◆ Selected excerpt:
# Dalmatian wannabe



## Davidrob2 (Dec 10, 2012)

Harry confused one of my son's ink pens with a chew toy this morning. He doesn't seem to have ingested any of it and there are no traces of ink around his mouth. However, he has black spots all over his legs. Any suggestions on how to get it out other than letting it grow out. Shampoo isn't working.


----------



## TheZ's (Jun 13, 2011)

Oh dear. Time will surely take care of it but not very soon I'm afraid. Maybe lots of swimming in the chlorinated pool?


----------



## Cody'sMom (Nov 7, 2010)

If it is ball point pen type ink, you could try spraying with hair spray, get the spots soaked, and scrubbing with a wash cloth.

◆ Problems to work on:
1. In the thread about the dog with ink spots, what did Harry mistake for a chew toy?
2. Resume the thread about the dog with ink spots from the point where it stops.

◆ Given records:
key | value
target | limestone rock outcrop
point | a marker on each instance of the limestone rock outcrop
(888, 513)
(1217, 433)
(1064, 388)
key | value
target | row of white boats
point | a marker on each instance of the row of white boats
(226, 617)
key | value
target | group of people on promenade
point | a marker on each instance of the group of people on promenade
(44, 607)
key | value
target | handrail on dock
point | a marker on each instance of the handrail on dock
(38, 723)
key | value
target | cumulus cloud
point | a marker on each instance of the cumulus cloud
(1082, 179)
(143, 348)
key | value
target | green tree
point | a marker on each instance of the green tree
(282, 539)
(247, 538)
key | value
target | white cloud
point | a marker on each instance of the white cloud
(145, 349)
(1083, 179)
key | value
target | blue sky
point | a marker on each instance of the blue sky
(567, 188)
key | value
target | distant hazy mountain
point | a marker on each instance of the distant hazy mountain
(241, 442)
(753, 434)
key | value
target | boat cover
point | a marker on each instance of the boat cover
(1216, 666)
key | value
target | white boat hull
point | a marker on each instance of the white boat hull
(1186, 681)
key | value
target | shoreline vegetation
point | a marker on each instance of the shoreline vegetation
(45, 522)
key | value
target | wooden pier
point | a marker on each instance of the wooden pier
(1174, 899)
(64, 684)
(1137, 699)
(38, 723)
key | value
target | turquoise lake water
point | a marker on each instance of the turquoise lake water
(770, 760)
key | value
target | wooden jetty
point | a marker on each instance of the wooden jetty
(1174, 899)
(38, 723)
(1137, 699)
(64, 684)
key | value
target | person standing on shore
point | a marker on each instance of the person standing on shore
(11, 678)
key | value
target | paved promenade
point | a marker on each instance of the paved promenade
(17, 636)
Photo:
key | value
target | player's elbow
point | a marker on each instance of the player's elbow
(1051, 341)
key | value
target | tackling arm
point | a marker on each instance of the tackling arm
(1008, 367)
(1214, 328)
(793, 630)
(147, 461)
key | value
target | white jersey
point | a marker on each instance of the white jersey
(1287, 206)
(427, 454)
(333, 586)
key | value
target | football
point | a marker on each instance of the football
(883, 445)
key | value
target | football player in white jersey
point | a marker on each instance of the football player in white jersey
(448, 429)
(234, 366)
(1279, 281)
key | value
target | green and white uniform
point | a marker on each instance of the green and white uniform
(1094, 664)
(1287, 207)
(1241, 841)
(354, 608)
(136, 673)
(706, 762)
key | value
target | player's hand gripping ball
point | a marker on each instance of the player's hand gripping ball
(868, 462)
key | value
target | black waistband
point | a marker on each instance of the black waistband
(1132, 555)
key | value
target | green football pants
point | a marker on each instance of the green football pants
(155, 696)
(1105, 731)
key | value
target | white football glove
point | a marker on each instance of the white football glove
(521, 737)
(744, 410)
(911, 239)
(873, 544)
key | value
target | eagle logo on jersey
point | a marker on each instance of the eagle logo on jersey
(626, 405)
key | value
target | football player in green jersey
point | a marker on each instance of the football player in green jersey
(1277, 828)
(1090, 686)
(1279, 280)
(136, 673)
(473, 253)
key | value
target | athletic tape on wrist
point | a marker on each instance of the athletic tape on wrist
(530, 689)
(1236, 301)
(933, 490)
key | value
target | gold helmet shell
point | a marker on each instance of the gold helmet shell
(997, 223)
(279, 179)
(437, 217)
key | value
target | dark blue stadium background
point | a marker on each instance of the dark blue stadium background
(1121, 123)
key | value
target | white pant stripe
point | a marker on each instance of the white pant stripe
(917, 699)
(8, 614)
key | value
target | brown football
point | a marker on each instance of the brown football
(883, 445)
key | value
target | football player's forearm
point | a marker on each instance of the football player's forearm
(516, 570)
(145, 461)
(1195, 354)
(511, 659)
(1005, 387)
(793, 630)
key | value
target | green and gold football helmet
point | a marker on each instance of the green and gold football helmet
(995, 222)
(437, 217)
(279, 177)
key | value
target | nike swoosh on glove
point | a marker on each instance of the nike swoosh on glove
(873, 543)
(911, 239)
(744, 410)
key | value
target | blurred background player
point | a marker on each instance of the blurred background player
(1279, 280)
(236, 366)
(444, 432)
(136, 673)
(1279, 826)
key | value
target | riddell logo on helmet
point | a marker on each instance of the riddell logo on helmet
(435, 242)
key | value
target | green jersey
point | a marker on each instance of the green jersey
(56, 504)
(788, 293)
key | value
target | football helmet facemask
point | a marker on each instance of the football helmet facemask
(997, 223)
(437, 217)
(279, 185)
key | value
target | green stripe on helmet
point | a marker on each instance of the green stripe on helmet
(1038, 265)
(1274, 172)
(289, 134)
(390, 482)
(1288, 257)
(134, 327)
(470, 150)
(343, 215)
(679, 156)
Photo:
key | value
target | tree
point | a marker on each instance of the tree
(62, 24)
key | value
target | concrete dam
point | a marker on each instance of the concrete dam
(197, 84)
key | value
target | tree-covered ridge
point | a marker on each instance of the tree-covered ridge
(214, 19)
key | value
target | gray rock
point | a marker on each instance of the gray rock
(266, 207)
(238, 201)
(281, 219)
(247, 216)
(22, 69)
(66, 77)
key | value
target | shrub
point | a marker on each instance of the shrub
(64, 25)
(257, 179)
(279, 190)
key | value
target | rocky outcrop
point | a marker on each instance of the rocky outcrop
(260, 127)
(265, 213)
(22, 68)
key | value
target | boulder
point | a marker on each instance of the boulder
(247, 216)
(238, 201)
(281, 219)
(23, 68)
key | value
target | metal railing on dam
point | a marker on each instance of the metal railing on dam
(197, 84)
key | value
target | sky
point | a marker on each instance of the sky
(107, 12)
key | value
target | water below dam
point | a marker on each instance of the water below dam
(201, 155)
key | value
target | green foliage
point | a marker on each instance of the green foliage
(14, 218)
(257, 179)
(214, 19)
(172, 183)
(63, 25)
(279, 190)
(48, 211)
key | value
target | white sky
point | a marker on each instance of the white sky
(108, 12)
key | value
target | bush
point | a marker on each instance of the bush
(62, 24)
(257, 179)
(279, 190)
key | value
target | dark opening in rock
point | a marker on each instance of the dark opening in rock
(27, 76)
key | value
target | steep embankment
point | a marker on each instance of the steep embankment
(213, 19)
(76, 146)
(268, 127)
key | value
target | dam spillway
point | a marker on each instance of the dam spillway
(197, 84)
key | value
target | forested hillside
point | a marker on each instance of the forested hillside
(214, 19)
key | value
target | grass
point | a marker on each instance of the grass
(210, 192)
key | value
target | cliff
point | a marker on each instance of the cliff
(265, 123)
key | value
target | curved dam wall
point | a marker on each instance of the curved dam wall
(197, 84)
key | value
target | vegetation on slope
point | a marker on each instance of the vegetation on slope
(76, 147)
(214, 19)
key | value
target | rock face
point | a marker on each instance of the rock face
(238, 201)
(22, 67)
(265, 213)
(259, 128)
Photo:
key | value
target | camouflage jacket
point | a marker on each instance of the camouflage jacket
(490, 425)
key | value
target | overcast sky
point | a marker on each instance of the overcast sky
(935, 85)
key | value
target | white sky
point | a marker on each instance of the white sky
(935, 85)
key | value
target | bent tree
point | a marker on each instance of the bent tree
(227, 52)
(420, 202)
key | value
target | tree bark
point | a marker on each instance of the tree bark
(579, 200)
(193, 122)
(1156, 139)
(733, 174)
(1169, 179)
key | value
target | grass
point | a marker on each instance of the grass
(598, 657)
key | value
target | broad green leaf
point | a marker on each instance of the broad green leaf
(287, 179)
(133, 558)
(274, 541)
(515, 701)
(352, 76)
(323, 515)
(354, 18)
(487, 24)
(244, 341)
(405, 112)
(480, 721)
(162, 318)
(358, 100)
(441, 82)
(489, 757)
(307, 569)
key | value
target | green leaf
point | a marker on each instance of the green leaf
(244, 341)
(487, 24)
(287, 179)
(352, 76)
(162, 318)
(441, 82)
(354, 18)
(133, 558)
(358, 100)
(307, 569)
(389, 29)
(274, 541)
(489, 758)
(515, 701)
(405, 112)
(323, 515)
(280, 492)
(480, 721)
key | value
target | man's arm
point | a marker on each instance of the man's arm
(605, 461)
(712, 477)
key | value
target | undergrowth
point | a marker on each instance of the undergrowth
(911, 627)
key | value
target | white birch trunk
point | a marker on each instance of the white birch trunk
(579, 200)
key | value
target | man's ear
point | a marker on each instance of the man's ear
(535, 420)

◆ Expected responses:
1. One of the poster's son's ink pens.

2.
----------



## GoldenCamper (Dec 21, 2009)

Rubbing alcohol might do the trick.


----------



## Davidrob2 (Dec 10, 2012)

TheZ's said:


> Oh dear. Time will surely take care of it but not very soon I'm afraid. Maybe lots of swimming in the chlorinated pool?


Great idea -- if we could get him in the pool!


----------



## sabrinamae12 (Mar 22, 2013)

Plain white vinegar, followed by a vinegar and baking soda paste?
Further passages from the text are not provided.